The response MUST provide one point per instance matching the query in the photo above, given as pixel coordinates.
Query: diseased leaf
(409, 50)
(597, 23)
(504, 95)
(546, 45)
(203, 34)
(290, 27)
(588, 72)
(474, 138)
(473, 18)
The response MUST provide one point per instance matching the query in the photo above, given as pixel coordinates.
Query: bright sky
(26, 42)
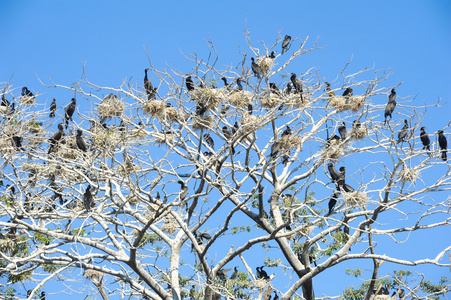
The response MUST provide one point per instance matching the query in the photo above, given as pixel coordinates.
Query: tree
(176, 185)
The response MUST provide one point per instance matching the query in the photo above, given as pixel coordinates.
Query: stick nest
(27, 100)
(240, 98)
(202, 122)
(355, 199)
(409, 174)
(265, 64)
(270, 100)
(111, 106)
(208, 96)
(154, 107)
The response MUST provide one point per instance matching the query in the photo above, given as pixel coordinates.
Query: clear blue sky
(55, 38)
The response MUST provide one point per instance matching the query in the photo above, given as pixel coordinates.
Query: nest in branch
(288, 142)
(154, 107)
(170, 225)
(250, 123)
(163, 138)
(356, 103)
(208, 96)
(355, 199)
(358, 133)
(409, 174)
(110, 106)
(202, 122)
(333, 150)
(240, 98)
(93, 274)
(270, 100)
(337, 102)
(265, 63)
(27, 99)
---
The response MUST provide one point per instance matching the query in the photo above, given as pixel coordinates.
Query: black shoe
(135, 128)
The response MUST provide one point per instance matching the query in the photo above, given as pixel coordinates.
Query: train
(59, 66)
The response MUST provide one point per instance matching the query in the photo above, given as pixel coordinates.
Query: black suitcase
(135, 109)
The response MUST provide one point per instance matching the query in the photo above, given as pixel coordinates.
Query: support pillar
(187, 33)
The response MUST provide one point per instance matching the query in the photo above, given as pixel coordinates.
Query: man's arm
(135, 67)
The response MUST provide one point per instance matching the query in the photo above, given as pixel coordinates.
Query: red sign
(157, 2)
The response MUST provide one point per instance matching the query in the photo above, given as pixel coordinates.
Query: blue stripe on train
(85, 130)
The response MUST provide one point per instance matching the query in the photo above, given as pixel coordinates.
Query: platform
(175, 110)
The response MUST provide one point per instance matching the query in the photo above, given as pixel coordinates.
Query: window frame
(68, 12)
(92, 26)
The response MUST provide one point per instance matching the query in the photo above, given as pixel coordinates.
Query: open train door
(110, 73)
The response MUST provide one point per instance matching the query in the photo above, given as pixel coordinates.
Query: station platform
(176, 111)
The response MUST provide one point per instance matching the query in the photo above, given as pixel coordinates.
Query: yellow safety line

* _Written request_: Please pull out every line in the records above that contains the word "train", and copy each of those lines in full.

* _Result of the task_:
Query: train
Query: blue stripe on train
Query: open train door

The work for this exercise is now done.